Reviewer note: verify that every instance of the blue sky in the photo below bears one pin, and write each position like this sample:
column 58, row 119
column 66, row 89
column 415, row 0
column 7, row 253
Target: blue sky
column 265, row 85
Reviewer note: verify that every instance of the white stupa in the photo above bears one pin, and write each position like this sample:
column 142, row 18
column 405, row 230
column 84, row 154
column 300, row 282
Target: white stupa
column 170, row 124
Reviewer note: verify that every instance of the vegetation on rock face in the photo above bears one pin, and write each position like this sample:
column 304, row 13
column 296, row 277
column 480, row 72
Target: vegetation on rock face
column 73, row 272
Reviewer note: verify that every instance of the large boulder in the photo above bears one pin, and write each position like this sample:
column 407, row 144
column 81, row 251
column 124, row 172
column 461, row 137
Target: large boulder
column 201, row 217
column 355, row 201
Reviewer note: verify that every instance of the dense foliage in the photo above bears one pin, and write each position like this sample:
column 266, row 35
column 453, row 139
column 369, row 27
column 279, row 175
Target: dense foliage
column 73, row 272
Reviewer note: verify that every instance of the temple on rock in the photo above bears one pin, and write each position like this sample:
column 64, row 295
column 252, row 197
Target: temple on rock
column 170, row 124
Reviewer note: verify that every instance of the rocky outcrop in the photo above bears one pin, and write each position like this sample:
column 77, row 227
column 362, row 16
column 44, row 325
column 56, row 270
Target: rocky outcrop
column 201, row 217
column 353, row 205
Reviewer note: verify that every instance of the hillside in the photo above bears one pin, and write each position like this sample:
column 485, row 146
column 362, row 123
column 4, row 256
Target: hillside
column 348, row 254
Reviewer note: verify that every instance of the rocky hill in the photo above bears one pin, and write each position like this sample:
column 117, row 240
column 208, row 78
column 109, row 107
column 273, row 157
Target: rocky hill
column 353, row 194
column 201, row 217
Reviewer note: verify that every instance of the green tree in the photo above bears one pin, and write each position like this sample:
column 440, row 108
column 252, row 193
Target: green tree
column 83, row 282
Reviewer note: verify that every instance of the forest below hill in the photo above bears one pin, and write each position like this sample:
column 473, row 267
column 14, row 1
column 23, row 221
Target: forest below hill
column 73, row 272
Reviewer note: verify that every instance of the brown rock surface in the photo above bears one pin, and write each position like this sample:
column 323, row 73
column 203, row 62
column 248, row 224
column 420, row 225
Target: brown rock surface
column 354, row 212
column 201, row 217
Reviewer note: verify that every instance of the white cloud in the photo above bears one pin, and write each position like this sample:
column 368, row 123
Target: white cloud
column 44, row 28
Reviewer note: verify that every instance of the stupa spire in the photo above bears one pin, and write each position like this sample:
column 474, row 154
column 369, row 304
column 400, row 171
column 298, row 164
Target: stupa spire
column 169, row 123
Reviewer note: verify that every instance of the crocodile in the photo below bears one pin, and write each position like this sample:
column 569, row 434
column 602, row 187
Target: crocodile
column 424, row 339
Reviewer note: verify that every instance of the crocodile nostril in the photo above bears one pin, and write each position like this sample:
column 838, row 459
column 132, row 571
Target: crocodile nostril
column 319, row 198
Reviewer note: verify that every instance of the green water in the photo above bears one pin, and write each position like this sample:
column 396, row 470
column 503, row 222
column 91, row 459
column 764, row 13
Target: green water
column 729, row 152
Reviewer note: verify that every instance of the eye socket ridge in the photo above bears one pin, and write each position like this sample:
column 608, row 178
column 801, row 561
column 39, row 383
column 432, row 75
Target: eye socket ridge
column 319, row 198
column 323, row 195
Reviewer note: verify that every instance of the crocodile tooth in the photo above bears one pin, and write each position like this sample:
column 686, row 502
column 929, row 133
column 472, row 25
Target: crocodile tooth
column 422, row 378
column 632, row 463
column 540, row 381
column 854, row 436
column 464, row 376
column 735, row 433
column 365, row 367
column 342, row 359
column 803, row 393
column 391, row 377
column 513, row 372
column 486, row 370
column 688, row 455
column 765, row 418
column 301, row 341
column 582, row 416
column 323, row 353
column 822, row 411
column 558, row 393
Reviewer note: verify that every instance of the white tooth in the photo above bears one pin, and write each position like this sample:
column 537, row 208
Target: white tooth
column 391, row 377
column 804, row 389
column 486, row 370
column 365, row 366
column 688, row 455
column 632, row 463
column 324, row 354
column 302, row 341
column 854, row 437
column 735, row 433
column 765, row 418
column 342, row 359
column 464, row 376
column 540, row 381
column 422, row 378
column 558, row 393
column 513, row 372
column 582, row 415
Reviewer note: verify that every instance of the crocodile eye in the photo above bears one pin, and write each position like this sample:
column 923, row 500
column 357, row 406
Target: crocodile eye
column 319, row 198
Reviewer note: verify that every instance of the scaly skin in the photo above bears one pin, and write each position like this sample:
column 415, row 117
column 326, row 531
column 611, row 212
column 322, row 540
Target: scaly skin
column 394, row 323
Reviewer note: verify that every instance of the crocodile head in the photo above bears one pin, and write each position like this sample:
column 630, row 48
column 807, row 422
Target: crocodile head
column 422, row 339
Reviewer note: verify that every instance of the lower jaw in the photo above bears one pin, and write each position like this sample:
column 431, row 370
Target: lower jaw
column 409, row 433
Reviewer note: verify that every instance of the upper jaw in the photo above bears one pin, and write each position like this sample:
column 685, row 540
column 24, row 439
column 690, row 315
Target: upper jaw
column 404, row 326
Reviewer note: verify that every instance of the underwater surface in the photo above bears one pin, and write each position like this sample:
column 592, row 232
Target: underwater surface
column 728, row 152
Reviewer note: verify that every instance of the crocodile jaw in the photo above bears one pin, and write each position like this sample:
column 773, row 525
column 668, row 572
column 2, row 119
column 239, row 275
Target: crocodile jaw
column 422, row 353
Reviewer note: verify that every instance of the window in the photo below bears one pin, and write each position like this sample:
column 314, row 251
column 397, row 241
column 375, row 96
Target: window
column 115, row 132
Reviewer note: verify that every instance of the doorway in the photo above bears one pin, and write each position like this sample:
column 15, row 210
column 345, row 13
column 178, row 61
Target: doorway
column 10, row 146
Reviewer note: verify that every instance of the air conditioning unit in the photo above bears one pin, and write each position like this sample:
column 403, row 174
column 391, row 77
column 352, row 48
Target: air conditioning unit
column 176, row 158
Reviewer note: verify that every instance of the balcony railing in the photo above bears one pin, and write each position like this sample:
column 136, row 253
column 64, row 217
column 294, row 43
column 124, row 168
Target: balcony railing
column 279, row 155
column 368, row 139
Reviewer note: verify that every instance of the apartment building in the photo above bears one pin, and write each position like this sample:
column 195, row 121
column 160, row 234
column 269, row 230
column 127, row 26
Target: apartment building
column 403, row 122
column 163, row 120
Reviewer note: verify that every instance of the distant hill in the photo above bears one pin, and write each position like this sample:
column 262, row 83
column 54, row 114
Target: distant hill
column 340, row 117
==================================================
> Task description:
Please change every "Reviewer note" in the material above to "Checker note" and keep the rest unchanged.

> Exercise response:
Checker note: verify that every instance of the blue sky in the photo below bears one pin, and write each position like this sample:
column 58, row 119
column 66, row 89
column 415, row 0
column 7, row 253
Target: blue sky
column 265, row 85
Checker note: verify that every instance of the white stupa in the photo above bears one pin, and write each position like this sample:
column 142, row 18
column 405, row 230
column 84, row 154
column 300, row 282
Target: white stupa
column 170, row 124
Checker note: verify that every instance of the vegetation on rock face in the photo above bears one pin, and write each position like this sample:
column 304, row 13
column 296, row 277
column 480, row 72
Target: vegetation on rock face
column 73, row 272
Checker note: verify that every instance of the large boulder in the photo above bears one pin, and write each position like this sample:
column 407, row 144
column 81, row 251
column 124, row 172
column 461, row 137
Target: large boulder
column 201, row 217
column 355, row 201
Checker note: verify that every instance of the dense foliage in the photo above bears one pin, and write each position like this sample:
column 266, row 35
column 453, row 139
column 369, row 27
column 279, row 175
Target: dense foliage
column 73, row 272
Checker note: verify that every instance of the temple on rock in the photo above bears one pin, and write each position like this sample:
column 64, row 295
column 252, row 197
Target: temple on rock
column 170, row 124
Checker note: verify that every instance of the rocky outcrop in the photo above bears one pin, and write each position like this sample:
column 77, row 227
column 362, row 16
column 44, row 325
column 56, row 270
Target: rocky outcrop
column 201, row 217
column 353, row 205
Checker note: verify that every instance of the hillside in the photo above bears one pin, and write each position like this sample:
column 485, row 146
column 362, row 123
column 4, row 256
Target: hillside
column 348, row 254
Checker note: verify that every instance of the rocky hill in the photo above bears one pin, and write each position like this sample:
column 117, row 240
column 208, row 78
column 109, row 107
column 273, row 157
Target: rocky hill
column 353, row 194
column 201, row 217
Checker note: verify that every instance of the green tree in the photo above bears one pin, and write each position like this sample:
column 440, row 108
column 252, row 193
Target: green tree
column 83, row 282
Checker note: verify that every instance of the forest below hill in the photo above bears one pin, and write each position like this sample:
column 473, row 267
column 14, row 1
column 23, row 221
Target: forest below hill
column 73, row 272
Checker note: verify that every instance of the brown rock surface in the photo above bears one pin, and write each position like this sample:
column 323, row 73
column 203, row 62
column 248, row 224
column 420, row 225
Target: brown rock surface
column 354, row 212
column 201, row 217
Checker note: verify that every instance of the white cloud in the photo above bears one pin, and write each position like this sample:
column 368, row 123
Target: white cloud
column 44, row 28
Checker note: verify that every instance of the stupa spire in the photo above bears one pin, and write each position like this sample:
column 474, row 154
column 369, row 304
column 400, row 171
column 298, row 164
Target: stupa spire
column 169, row 123
Checker note: verify that every instance of the crocodile in the photo below bears one pin, and write each position like this sample:
column 569, row 434
column 602, row 187
Target: crocodile
column 424, row 339
Checker note: verify that every instance of the crocodile nostril in the photo above bears one pin, and write each position like this sample:
column 838, row 459
column 132, row 571
Target: crocodile nostril
column 319, row 198
Checker note: verify that every instance of the green water in the photo above bears one pin, and write each position like this sample:
column 396, row 470
column 503, row 222
column 91, row 459
column 764, row 13
Target: green water
column 729, row 152
Checker note: verify that every instance of the eye socket ridge in the photo above bears one pin, and write each position like this sample:
column 608, row 178
column 801, row 561
column 39, row 383
column 432, row 75
Target: eye socket ridge
column 319, row 198
column 323, row 195
Checker note: verify that every instance of the crocodile tooth in the photo above bears one pin, and write each position like this sample:
column 686, row 502
column 929, row 133
column 472, row 25
Target: crocodile tooth
column 422, row 378
column 632, row 463
column 540, row 381
column 854, row 436
column 464, row 376
column 735, row 433
column 365, row 367
column 342, row 359
column 803, row 393
column 391, row 377
column 513, row 372
column 486, row 370
column 688, row 455
column 765, row 418
column 301, row 341
column 582, row 416
column 323, row 353
column 822, row 411
column 558, row 393
Checker note: verify that every instance of the white tooth in the photo above bears one pin, and write each position like this sample:
column 537, row 208
Target: white tooth
column 391, row 377
column 804, row 389
column 486, row 370
column 365, row 366
column 688, row 455
column 632, row 463
column 324, row 354
column 302, row 341
column 854, row 437
column 735, row 433
column 765, row 418
column 342, row 359
column 464, row 376
column 540, row 381
column 422, row 378
column 558, row 393
column 513, row 372
column 582, row 415
Checker note: verify that every instance of the crocodile eye in the photo above bears one pin, and write each position like this sample:
column 923, row 500
column 357, row 406
Target: crocodile eye
column 319, row 198
Checker note: verify that every instance of the scaly skin in the photo above bears one pin, and write each position like this sample:
column 415, row 117
column 326, row 531
column 611, row 212
column 322, row 540
Target: scaly skin
column 394, row 323
Checker note: verify that every instance of the crocodile head in the photo above bears one pin, and write each position like this sample:
column 630, row 48
column 807, row 422
Target: crocodile head
column 422, row 339
Checker note: verify that every instance of the lower jaw in the photo above bears one pin, and write each position like this sample:
column 431, row 370
Target: lower jaw
column 409, row 433
Checker note: verify that every instance of the upper jaw in the photo above bears one pin, and write each position like this sample:
column 685, row 540
column 24, row 439
column 690, row 315
Target: upper jaw
column 404, row 326
Checker note: verify that every instance of the underwater surface in the photo above bears one pin, and write each position like this sample:
column 592, row 232
Target: underwater surface
column 728, row 152
Checker note: verify that every instance of the crocodile jaw in the photo above bears one pin, and write each position like this sample:
column 773, row 525
column 668, row 572
column 2, row 119
column 239, row 275
Target: crocodile jaw
column 422, row 353
Checker note: verify that every instance of the window in the photo below bears one pin, and write each position like this sample:
column 314, row 251
column 397, row 241
column 375, row 96
Target: window
column 115, row 132
Checker note: verify that every instance of the doorway in the photo above bears one pin, and write each position like this sample:
column 15, row 210
column 345, row 13
column 178, row 61
Target: doorway
column 10, row 146
Checker note: verify that every instance of the air conditioning unit in the photo above bears one pin, and write each position like this sample:
column 403, row 174
column 391, row 77
column 352, row 48
Target: air conditioning unit
column 176, row 158
Checker note: verify that every instance of the balcony railing in the photo above bears one pin, and write each position like this sample:
column 136, row 253
column 64, row 217
column 294, row 43
column 124, row 168
Target: balcony railing
column 279, row 155
column 368, row 139
Checker note: verify that every instance of the apartment building in the photo above bears one pin, and write each position like this sample:
column 195, row 121
column 160, row 234
column 269, row 230
column 127, row 26
Target: apartment building
column 403, row 122
column 163, row 120
Checker note: verify that every instance of the distant hill in the photo above bears one pin, and write each position like this sample:
column 262, row 83
column 54, row 114
Target: distant hill
column 340, row 117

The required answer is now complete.